TRADING PSYCHOLOGY

Anxiety Cure


by Ruth Barrons Roosevelt
Here are some tips on not letting those feelings of anxiety affect your trading.


"Hope is not a strategy; it's a simple emotion," a retired army general remarked. He was talking about a war, but his comment reminded me of trading. I remembered trading situations when hope was the only strategy I had.

That could be said about almost any emotion and trading. Greed is not a strategy; it's a simple emotion. Fear is not a strategy; it's a simple emotion. Sometimes, unfortunately, fear, or greed, or hope, or determination does become a trader's basic strategy. Trading becomes dictated by emotion rather than a consistent strategy for entering and exiting the market. The general was right; simple emotions are not an effective strategy. A strategy built on emotions will be inconsistent at best and disastrous at worst.

An emotion is a response to a thought that expresses itself in the body. That is why we call them feelings. We feel the emotion in our bodies. An emotion responds to a thought, and soon, that emotion affects other thoughts as well as actions, which in turn express themselves in more feelings. We build a continuous cycle between thought, emotion, and action.

■ **EXTRACTED RECORDS**
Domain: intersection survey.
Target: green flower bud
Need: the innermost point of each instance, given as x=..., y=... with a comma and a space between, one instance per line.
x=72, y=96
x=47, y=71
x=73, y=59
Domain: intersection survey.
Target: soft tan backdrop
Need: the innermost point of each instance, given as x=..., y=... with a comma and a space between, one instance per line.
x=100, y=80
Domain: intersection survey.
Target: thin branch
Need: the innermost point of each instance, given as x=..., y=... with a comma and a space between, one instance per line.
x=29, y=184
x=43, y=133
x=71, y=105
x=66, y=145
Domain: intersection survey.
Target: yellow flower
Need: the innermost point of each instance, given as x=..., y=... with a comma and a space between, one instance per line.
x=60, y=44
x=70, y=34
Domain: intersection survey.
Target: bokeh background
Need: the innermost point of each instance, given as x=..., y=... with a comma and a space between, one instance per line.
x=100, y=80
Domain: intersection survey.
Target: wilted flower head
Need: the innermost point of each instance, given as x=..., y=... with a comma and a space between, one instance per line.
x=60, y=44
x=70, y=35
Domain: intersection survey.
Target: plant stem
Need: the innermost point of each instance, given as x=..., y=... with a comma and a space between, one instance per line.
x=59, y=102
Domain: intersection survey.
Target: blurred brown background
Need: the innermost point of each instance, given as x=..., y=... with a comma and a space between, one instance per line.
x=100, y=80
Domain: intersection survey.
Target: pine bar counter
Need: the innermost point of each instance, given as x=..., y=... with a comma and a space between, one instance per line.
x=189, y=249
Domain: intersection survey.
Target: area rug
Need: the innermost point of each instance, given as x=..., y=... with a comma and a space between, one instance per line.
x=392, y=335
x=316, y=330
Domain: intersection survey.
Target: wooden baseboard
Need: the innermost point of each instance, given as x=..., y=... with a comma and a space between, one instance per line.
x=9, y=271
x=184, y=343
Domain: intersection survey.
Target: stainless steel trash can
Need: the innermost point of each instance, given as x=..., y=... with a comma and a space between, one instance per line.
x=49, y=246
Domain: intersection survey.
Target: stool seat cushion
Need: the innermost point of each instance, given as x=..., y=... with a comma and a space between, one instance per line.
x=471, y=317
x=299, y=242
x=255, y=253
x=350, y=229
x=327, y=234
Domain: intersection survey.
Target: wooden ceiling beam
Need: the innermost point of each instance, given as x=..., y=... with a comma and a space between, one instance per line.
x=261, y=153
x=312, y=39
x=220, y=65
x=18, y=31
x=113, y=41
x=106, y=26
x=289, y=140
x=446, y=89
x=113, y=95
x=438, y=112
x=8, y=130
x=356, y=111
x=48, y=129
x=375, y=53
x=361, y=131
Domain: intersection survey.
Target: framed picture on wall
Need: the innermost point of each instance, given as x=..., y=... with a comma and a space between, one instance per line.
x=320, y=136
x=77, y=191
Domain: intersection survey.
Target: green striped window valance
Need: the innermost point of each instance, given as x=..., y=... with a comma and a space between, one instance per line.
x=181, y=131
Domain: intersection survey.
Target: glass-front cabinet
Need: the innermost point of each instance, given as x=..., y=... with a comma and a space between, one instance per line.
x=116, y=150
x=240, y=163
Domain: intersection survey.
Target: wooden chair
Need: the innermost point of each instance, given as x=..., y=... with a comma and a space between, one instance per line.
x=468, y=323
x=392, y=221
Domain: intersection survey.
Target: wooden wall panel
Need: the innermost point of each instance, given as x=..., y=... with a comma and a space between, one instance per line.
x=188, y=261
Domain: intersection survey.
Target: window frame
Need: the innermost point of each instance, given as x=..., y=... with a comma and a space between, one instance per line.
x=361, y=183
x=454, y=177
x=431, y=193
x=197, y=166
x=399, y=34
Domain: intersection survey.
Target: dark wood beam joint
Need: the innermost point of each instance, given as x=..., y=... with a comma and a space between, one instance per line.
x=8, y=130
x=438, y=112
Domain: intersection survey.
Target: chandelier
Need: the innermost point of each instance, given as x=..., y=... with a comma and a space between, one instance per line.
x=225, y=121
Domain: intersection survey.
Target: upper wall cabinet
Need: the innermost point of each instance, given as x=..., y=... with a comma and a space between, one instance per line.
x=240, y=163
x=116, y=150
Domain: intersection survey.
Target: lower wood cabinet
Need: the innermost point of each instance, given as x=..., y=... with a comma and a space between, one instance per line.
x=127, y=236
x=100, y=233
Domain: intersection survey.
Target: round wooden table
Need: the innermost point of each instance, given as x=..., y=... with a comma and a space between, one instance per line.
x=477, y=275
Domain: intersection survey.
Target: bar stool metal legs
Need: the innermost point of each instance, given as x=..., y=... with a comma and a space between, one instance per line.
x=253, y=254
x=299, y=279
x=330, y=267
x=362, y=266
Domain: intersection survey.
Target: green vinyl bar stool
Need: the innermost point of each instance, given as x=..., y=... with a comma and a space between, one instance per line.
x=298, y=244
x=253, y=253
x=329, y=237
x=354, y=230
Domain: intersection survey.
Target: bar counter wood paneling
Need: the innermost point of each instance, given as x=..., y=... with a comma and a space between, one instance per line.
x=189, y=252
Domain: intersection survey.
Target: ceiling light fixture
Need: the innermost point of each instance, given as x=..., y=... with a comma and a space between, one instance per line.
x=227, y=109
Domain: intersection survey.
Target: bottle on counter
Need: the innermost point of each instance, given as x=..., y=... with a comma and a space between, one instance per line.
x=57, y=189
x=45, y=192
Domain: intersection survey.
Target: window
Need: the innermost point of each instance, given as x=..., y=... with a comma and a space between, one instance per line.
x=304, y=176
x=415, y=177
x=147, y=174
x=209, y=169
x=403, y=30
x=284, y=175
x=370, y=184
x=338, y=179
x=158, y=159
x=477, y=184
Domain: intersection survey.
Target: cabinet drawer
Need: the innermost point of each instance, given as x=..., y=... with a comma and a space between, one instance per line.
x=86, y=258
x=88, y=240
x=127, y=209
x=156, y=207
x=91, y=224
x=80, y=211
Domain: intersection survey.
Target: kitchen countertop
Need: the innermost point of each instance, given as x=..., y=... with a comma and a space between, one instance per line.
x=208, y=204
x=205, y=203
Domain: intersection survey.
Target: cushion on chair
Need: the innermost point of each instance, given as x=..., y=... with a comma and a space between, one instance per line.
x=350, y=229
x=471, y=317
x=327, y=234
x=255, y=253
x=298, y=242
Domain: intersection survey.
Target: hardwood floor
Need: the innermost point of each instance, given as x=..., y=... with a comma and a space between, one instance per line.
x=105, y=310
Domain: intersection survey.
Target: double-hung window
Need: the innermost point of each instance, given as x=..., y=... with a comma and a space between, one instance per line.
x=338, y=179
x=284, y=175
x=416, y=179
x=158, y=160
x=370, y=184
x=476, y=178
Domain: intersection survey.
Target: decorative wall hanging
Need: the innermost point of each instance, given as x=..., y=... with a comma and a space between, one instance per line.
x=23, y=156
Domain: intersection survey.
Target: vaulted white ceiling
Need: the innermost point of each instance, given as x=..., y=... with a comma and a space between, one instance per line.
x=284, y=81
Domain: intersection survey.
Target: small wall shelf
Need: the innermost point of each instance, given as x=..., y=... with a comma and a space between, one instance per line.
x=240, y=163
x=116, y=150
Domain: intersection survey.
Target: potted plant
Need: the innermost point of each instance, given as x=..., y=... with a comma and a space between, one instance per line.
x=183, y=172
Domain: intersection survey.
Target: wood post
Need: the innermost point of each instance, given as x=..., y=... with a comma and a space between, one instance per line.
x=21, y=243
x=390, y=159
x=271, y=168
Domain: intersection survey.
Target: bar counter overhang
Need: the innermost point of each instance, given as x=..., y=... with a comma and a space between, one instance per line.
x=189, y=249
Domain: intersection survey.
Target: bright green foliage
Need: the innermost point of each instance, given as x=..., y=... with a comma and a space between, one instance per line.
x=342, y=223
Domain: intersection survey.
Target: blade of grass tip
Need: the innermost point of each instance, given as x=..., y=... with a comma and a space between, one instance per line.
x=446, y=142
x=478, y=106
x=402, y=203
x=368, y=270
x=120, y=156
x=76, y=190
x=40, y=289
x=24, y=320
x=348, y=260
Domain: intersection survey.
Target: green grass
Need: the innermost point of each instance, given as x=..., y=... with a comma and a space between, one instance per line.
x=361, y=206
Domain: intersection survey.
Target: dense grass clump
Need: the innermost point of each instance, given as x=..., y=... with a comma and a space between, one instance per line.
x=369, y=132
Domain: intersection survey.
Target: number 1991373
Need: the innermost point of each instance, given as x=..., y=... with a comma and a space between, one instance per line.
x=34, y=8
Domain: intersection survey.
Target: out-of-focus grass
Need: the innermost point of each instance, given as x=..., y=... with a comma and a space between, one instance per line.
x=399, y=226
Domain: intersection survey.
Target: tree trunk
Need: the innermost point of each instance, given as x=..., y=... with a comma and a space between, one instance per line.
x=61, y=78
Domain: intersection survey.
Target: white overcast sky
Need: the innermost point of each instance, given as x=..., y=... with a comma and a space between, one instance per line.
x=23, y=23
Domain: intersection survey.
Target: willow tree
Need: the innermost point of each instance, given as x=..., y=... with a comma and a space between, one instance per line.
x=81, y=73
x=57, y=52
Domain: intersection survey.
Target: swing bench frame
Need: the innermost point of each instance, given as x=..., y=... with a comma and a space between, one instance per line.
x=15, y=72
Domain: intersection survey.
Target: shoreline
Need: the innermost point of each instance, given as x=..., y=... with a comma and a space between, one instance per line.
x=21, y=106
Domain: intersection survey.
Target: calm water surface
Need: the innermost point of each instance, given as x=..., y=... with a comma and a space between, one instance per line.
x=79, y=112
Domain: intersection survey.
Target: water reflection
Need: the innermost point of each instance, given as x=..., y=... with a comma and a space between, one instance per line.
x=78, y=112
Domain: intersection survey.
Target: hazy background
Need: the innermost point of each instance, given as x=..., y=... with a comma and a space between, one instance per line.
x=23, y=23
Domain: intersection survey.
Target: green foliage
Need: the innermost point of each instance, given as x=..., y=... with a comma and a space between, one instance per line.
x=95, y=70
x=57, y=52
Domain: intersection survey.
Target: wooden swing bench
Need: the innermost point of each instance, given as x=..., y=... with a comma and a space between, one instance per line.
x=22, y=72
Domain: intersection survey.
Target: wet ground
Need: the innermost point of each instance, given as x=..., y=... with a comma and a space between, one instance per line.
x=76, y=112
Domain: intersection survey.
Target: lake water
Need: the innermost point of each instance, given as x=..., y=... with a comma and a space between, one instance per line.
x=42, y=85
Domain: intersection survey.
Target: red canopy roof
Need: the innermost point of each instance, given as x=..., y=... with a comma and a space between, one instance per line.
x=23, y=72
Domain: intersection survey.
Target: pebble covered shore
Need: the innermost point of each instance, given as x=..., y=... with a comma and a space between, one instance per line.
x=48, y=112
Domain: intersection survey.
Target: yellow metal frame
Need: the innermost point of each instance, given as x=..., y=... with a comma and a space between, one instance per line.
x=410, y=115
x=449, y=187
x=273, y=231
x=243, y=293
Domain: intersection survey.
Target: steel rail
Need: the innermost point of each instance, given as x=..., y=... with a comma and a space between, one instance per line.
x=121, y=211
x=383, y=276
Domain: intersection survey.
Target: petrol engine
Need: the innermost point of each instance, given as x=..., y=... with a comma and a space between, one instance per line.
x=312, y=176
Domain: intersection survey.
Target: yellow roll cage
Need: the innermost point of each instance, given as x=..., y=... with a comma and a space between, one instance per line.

■ **TASK INSTRUCTIONS**
a) The trading psychology article has a sentence ending "does become a trader's basic strategy." List each emotion that sentence names.
b) Extend the trading psychology article on anxiety from its final paragraph onward.

■ **ANSWER SET**
a) fear, greed, hope, determination

b)
Most traders say they don't want to experience any emotion. They want to respond to signals and situations like a computer or a machine. But traders aren't isolated machines unconnected to a feeling body; they're humans. Mind and body interact; they correspond and interact.

If you want to respond as a computer, you can set up your trading to be completely computerized. You can even have the computer place the orders electronically. This takes you completely out of the loop. You can do it -- but you won't have human input on visual patterns or current events. Computers are simply a combination of on-off switches and don't begin to have the endless complexity of the human mind. If the human mind is hopelessly and emotionally conflicted, however, the computer is a good idea. If a person is emotionally entangled, he or she probably will not be able to leave the computer alone to run the program without his or her intervention and monitoring. 


Ruth Barrons Roosevelt is a psychological trading coach, working with traders around the world. She can be reached at her Wall Street office, 165 William St., New York, NY 10038, 800 692-0080 or on the Web at https://www.RuthRoosevelt.com.

Excerpted from an article originally published in the September 1999 issue of Technical Analysis of STOCKS & COMMODITIES magazine. All rights reserved. © Copyright 1999, Technical Analysis, Inc.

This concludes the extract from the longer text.